> _Problem statement_:
Reproduce the lines beginning with the one containing "Indicate every instance of the man's" and running through the end of the entries, changing "single dot" to "single point" and leaving everything else unchanged.
── Records for this task ──
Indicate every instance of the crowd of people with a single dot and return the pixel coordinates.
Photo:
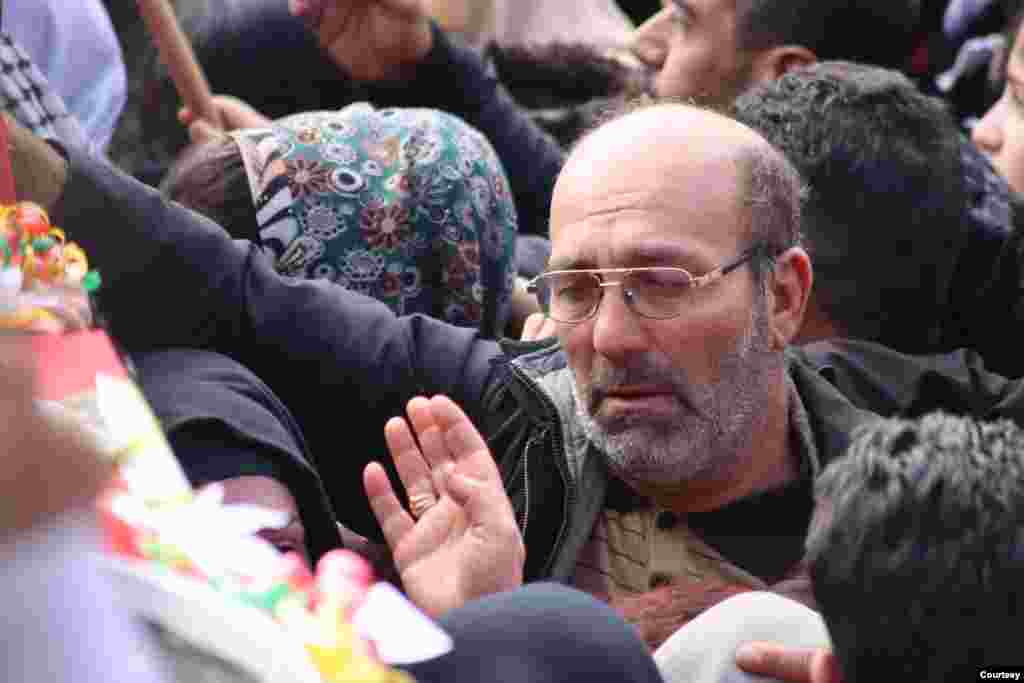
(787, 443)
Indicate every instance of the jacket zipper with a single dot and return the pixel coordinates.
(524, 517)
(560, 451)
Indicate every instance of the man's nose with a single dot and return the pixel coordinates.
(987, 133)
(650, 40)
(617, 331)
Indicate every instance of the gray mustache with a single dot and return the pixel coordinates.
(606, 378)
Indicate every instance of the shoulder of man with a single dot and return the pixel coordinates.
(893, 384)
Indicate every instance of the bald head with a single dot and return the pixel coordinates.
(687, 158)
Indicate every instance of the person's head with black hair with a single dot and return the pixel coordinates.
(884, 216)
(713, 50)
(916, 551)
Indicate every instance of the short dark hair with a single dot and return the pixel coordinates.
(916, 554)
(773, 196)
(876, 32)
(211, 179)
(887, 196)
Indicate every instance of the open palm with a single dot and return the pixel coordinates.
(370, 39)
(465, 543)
───
> _Result of the task_:
Indicate every instance of the man's nose with a single point and return the pixel coordinates.
(987, 133)
(650, 40)
(617, 331)
Indicate every instance of the gray mustache with a single point and return the pixel coordinates.
(606, 378)
Indicate every instance of the shoulder of man with a single point and return the pixel coordinates.
(893, 384)
Indicate every instance of the bald head with a single point and return the pixel coordinates.
(687, 158)
Indicate every instance of the person's head with black hair with a single point and return the pixel coordinates.
(884, 216)
(713, 50)
(916, 551)
Indicate every instance of the short dark hair with a single point and return the pixel coordinates.
(916, 554)
(773, 196)
(876, 32)
(211, 179)
(887, 196)
Indicate every instance of the open palm with a single point and return the pixel coordinates.
(370, 39)
(465, 543)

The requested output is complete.